• WHAT YOU HAVE TO DO: Please find every line in the data below that contains the string "boxes" and copy each of those lines in full. Case counts.

★ ★ ★

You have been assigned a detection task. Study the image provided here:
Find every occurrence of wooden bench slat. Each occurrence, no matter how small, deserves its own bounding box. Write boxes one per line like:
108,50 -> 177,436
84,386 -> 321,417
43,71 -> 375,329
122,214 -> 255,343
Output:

★ ★ ★

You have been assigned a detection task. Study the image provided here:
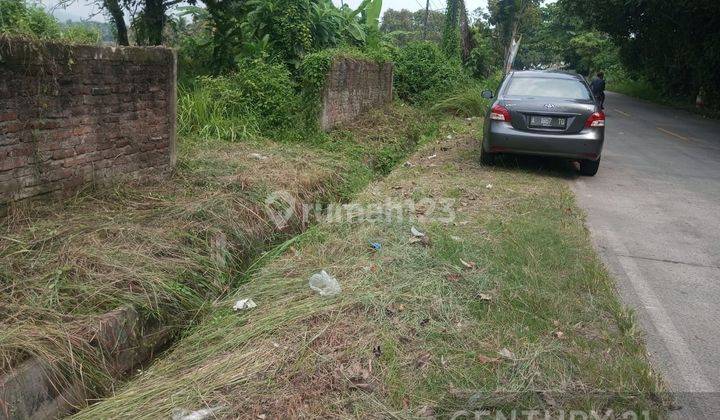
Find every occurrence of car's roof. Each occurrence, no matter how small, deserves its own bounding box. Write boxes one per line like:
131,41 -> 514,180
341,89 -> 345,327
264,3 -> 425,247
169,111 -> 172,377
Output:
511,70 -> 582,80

★ ★ ★

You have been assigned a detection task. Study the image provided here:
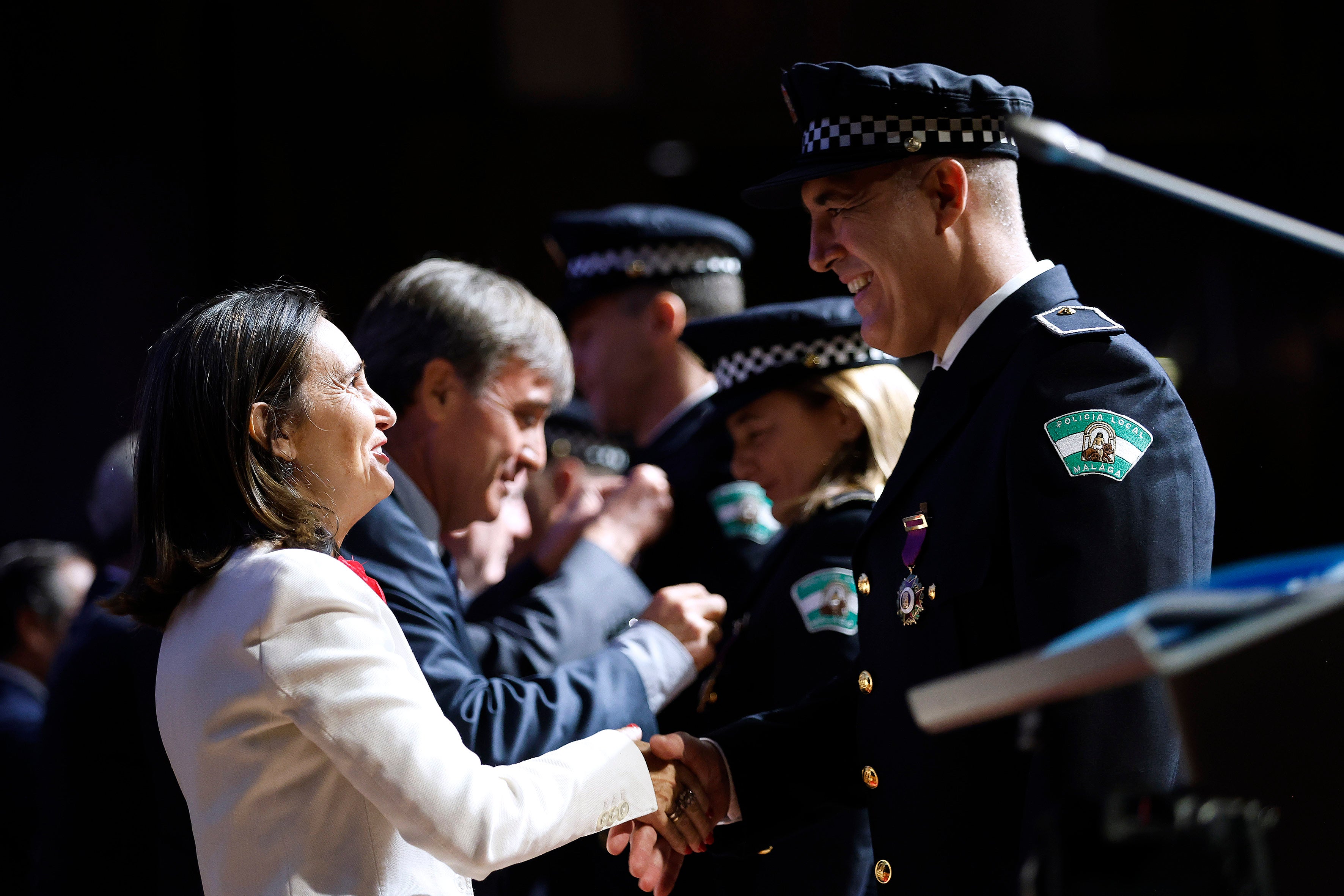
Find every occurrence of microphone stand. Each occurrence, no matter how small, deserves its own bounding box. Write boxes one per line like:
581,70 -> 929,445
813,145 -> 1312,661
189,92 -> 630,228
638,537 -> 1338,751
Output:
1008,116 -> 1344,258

★ ★ ★

• CORRECT OUTPUT:
Find every occurrence of wooden bench slat. Each occurrence, no matter how small, deserves its own bounding box. Write boxes one per line like:
Find every occurrence of car's roof. Each occurrence, no matter how small, deserves its own bounding box. Write boxes one per line like:
Find every occurrence of microphone stand. Each occurrence, no matter how small, deserves its own bounding box. Write boxes one per line like:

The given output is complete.